Problem statement —
Locate every line in the rows below that contains the word "measured", and copy each of those lines in full.

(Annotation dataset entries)

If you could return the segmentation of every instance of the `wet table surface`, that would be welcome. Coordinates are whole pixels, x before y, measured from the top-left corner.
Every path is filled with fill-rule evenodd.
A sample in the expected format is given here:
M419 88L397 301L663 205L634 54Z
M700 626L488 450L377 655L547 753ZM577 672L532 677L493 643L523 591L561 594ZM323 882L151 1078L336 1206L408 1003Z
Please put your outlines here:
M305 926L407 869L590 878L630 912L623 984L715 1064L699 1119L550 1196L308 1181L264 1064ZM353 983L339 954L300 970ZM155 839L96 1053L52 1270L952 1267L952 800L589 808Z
...
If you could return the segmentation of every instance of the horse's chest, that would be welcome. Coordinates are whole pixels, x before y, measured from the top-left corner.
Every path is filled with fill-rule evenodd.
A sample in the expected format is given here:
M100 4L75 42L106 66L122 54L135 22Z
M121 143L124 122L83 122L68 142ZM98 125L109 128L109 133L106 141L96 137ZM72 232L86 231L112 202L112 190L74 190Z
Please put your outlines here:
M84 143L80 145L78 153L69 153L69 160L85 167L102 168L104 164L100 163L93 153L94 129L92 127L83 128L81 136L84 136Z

Task response —
If you could return the segmentation of every instance of the `wet table surface`, that would be welcome. Coordinates are whole pixels, x before y, measured from the top-left corner.
If you could return the segmentation of every instance of the horse's chest, that would be welcome. Coordinates are whole pixels, x before y, measured from the top-left corner.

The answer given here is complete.